** BEGIN Supplied text **

Studio album by Rose Royce
- Released: July 29, 1977
- Recorded: 1976–1977
- Studio: Sound Factory West (Los Angeles, California) Amigo (Los Angeles, California)
- Genre: Funk, soul, disco
- Length: 41:34
- Label: Whitfield
- Producer: Norman Whitfield

Rose Royce chronology
| Car Wash (1976) | In Full Bloom (1977) | Strikes Again (1978) |

= In Full Bloom (Rose Royce album) =

In Full Bloom is the second album by American funk band Rose Royce, released on the Whitfield label in July 1977. It was produced by Norman Whitfield. The album was remastered and reissued with bonus tracks in 2016 by Big Break Records.

==Chart performance==
The album topped the R&B albums chart. It also reached number nine on the Billboard 200, the band's highest position on the chart. The album spawned two Billboard R&B Top Ten singles, "Do Your Dance (Part 1)" and "Ooh Boy", which reached number four and number three respectively. A third single, "Wishing on a Star", was not as successful in the US, but was a huge hit on the UK Singles Chart, peaking at number three. Another single, "It Makes You Feel Like Dancin, was released in the UK and peaked at number 16.

==Critical reception==

The Bay State Banner called Norwalt "one of the few voices getting air play nowadays who sounds off guard, entirely relaxed."

** END Supplied text **

● **Actions to take**:
(a) Using the text on the album In Full Bloom, answer these:
(i) On what date was the album released?
(ii) What position did the album reach on the Billboard 200?
(iii) In what year and by which company was the album remastered and reissued with bonus tracks?
(b) In the records, reproduce the part that opens with the line containing "target: wooden beam" and closes with the line containing "[[[315,340],[517,340],[515,310],[431,313],[350,305],[332,303]]]", both lines included, leaving out the pictures.
The text and the records that come after it were taken from unrelated sources.

** BEGIN Items **

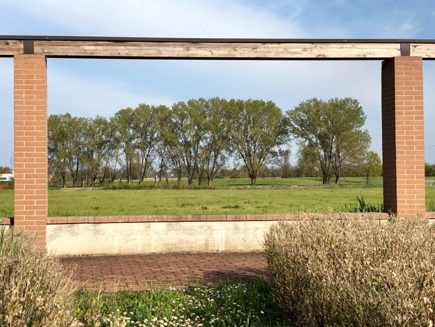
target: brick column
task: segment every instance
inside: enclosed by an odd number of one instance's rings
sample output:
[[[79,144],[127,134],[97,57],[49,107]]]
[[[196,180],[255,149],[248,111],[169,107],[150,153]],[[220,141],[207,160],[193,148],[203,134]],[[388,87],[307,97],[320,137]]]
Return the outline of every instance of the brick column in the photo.
[[[14,56],[14,225],[45,245],[47,216],[47,61]]]
[[[425,212],[421,57],[382,63],[384,206],[395,214]]]

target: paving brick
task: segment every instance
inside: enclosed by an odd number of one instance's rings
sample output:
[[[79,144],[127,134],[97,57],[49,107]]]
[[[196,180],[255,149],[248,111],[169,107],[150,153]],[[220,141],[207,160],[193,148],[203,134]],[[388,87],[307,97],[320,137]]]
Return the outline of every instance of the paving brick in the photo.
[[[216,253],[80,256],[60,258],[75,269],[77,285],[106,291],[182,286],[200,281],[216,283],[267,275],[264,253]]]

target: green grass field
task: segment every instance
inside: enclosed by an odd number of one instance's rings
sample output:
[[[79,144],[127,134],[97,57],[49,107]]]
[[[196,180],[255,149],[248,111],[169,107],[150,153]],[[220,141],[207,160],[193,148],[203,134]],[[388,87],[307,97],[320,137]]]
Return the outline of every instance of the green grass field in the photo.
[[[240,179],[242,180],[242,179]],[[240,186],[244,180],[217,180],[220,186]],[[224,184],[224,182],[227,183]],[[306,188],[273,187],[308,185]],[[311,183],[311,186],[309,183]],[[232,184],[231,184],[232,183]],[[104,190],[66,189],[49,191],[49,216],[124,216],[145,214],[238,214],[343,211],[356,205],[382,203],[381,180],[367,187],[361,177],[343,178],[350,188],[322,188],[318,179],[259,179],[258,186],[217,189]],[[358,185],[359,184],[359,186]],[[426,189],[426,201],[435,201],[435,188]],[[13,191],[0,191],[0,216],[13,216]]]

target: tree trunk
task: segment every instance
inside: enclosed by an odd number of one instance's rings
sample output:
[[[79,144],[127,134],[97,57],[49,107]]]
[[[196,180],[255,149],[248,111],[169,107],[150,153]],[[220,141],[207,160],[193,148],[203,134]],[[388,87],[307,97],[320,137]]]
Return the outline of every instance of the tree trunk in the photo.
[[[328,178],[328,173],[325,171],[322,171],[322,184],[326,185],[329,184],[329,179]]]

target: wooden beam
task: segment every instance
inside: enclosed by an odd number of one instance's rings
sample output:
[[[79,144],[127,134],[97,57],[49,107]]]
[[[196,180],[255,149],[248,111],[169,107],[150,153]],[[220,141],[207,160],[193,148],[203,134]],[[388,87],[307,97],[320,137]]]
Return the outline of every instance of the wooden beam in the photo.
[[[322,60],[385,59],[401,55],[435,59],[435,40],[153,39],[0,35],[0,56],[26,50],[56,58]],[[404,52],[404,45],[407,51]],[[29,48],[28,47],[28,48]],[[409,50],[408,50],[409,49]]]
[[[435,44],[411,45],[411,56],[422,57],[423,59],[435,59]]]
[[[23,53],[23,41],[17,40],[0,40],[0,57],[12,57]]]
[[[400,55],[399,43],[235,43],[35,41],[47,57],[191,59],[382,59]]]

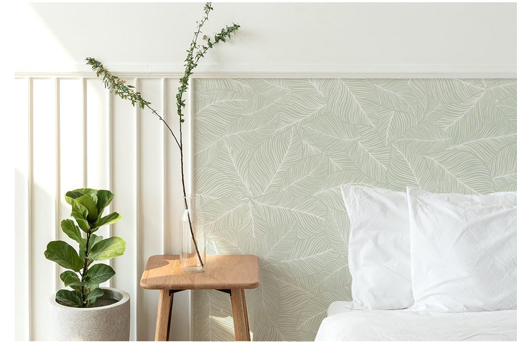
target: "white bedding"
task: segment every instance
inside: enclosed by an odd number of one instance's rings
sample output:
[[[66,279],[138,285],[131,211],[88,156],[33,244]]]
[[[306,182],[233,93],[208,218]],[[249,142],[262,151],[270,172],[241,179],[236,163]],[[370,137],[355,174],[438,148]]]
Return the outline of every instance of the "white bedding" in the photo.
[[[315,340],[517,340],[515,310],[431,313],[350,305],[332,303]]]

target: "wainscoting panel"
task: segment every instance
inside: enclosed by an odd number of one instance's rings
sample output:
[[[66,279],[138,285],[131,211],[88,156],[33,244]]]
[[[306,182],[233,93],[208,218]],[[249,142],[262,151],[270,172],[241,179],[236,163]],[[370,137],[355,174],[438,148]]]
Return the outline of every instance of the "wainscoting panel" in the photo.
[[[177,116],[167,112],[174,108],[177,79],[126,80],[177,130]],[[63,270],[43,252],[56,239],[77,244],[60,230],[70,212],[64,195],[86,187],[110,189],[115,197],[107,211],[123,216],[98,233],[127,243],[125,254],[109,261],[117,273],[103,286],[129,293],[130,339],[154,339],[158,293],[139,282],[149,256],[177,252],[182,195],[174,140],[152,113],[115,98],[95,77],[20,77],[16,85],[16,338],[52,339],[47,301],[63,287]],[[175,296],[174,324],[190,324],[190,298],[189,291]],[[172,339],[188,339],[189,332],[176,330]]]
[[[351,300],[339,186],[517,190],[515,79],[197,79],[194,191],[211,254],[253,254],[254,340],[312,340]],[[195,291],[194,338],[234,338],[227,299]]]

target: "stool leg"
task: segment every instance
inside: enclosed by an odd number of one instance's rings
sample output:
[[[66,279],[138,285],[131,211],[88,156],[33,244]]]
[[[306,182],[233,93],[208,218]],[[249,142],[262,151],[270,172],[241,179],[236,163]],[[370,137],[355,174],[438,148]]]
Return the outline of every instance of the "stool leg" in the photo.
[[[160,290],[159,295],[155,340],[167,341],[169,340],[169,333],[171,330],[171,311],[172,310],[172,300],[174,294],[171,293],[169,295],[169,290]]]
[[[248,310],[244,290],[232,290],[232,311],[233,312],[233,325],[235,330],[236,341],[249,341],[250,327],[248,323]]]

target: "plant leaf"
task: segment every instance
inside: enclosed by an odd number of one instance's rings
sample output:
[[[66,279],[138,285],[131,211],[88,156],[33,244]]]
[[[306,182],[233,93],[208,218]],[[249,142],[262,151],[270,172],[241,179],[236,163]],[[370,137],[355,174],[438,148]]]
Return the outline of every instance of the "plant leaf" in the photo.
[[[99,242],[102,240],[102,236],[99,235],[95,235],[95,234],[92,234],[90,235],[90,241],[88,243],[88,248],[91,250],[92,247],[97,243]]]
[[[70,286],[70,284],[80,281],[77,274],[71,271],[65,271],[59,275],[59,278],[65,283],[65,286]]]
[[[59,290],[56,293],[56,300],[67,306],[78,307],[81,305],[81,299],[71,291]]]
[[[100,218],[104,209],[111,203],[114,196],[111,191],[108,190],[99,190],[97,191],[97,219]]]
[[[99,297],[102,296],[103,294],[104,294],[104,291],[103,291],[102,289],[98,287],[88,292],[88,294],[86,295],[86,301],[92,301],[94,299],[97,299]],[[95,303],[93,303],[92,305],[94,304],[95,304]]]
[[[73,221],[70,219],[65,219],[62,221],[61,229],[69,237],[78,242],[83,246],[83,248],[86,247],[86,240],[83,239],[81,231],[79,230],[79,227],[75,226]]]
[[[86,282],[88,286],[97,285],[104,282],[115,275],[115,271],[109,265],[95,264],[86,272]]]
[[[96,222],[94,228],[98,229],[99,227],[105,226],[106,225],[112,225],[121,218],[122,218],[122,215],[116,212],[113,212],[111,214],[108,214],[104,217],[99,219]],[[97,229],[95,229],[94,231],[96,230]]]
[[[45,257],[62,267],[78,271],[83,267],[81,258],[73,248],[64,241],[51,241],[47,245]]]
[[[112,236],[101,240],[92,247],[88,257],[97,261],[118,257],[126,251],[126,242],[121,237]]]
[[[78,202],[82,204],[88,211],[86,218],[88,221],[94,223],[97,221],[97,205],[94,200],[88,196],[84,195],[81,196],[75,200]]]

** END Items **

● **Solved tasks**:
(a)
(i) July 29, 1977
(ii) Number nine
(iii) 2016, by Big Break Records

(b)
target: wooden beam
task: segment every instance
inside: enclosed by an odd number of one instance's rings
sample output:
[[[79,144],[127,134],[97,57],[49,107]]]
[[[196,180],[255,149],[248,111],[169,107],[150,153]],[[220,141],[207,160],[193,148],[203,134]],[[388,87],[307,97],[320,137]]]
Return the outline of every instance of the wooden beam in the photo.
[[[322,60],[385,59],[401,55],[435,59],[435,40],[153,39],[0,35],[0,56],[26,50],[56,58]],[[404,52],[404,45],[407,51]],[[29,48],[28,47],[28,48]],[[409,50],[408,50],[409,49]]]
[[[435,44],[411,45],[411,56],[422,57],[423,59],[435,59]]]
[[[23,53],[23,41],[17,40],[0,40],[0,57],[12,57]]]
[[[400,55],[399,43],[235,43],[35,41],[47,57],[191,59],[382,59]]]

target: "white bedding"
task: segment every instance
inside: enclosed by an odd number of one instance's rings
sample output:
[[[66,279],[138,285],[131,211],[88,156],[33,244]]]
[[[306,182],[233,93],[208,218]],[[249,142],[262,151],[270,172],[241,179],[236,163]],[[370,137],[355,174],[438,148]]]
Return the outline of every instance of the "white bedding" in the photo.
[[[315,340],[517,340],[515,310],[431,313],[350,305],[332,303]]]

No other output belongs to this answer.